> **Exercise details**: Each line below needs to be repeated precisely as it is.

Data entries

((

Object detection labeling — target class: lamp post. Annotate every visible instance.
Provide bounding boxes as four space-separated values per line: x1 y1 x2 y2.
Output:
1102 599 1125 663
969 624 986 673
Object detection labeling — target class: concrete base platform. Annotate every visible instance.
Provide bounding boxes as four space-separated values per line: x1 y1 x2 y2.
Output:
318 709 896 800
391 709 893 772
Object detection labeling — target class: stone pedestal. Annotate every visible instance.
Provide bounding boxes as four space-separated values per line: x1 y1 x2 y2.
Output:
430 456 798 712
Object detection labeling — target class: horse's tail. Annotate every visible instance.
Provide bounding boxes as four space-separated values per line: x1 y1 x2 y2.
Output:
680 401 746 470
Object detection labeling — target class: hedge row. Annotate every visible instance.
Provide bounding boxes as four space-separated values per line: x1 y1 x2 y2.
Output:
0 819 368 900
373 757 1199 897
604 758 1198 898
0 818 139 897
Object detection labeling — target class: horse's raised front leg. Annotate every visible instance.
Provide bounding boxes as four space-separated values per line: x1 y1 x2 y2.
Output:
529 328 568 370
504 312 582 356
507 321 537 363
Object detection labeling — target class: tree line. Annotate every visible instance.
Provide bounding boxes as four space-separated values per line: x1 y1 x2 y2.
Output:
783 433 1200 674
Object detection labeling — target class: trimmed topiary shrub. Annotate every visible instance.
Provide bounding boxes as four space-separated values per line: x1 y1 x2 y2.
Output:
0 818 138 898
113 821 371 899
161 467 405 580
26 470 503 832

))

> **Expected answer**:
Object detection labeling — target class: lamp post. Annotate every visible instance.
Provide bounding boxes as four space-separated values per line: x1 y1 x2 y2.
Output:
1102 599 1125 663
969 624 986 673
Object detection labeling — target class: concrete base platform. Annotate every visible instance.
Provide bounding boxes as four space-separated values per line: x1 y1 x2 y2.
Output:
318 709 896 800
391 709 893 772
Object detection labeling — target class: stone pedestal. Annotate every visible instance.
Provide bounding boxes as four space-separated values per line: x1 y1 x2 y2.
Output:
430 456 798 712
Object detection labeling — target class: horse's tail. Annotate every visible instance.
Provide bounding boxes as four space-separated values per line: x1 y1 x2 y2.
Output:
680 401 746 470
Object detection labeling — target class: hedge row. Annotate every visible instance.
Provide bounding boxes as four space-separated values per line: x1 y1 x2 y2.
Output:
0 819 368 900
373 757 1199 897
604 758 1198 898
0 818 139 897
Object detection labeling — target class: horse's raised front leg. Annotate every visible instance.
Provide bounding boxes as four space-separated values per line: x1 y1 x2 y2.
Output:
529 328 568 370
504 312 582 356
507 321 537 363
Object detection labeling — target class: tree line. Annotate every visible instance.
Provide bounding boxes as four space-separated values per line: x1 y1 x2 y2.
Output:
783 433 1200 674
Object detection labeling — target class: trimmed topiary shrub. Annotate every visible instance.
Provide bounding boxes as four space-separated values per line: x1 y1 x2 y2.
Output:
0 818 138 898
113 821 371 899
161 467 405 580
26 470 503 832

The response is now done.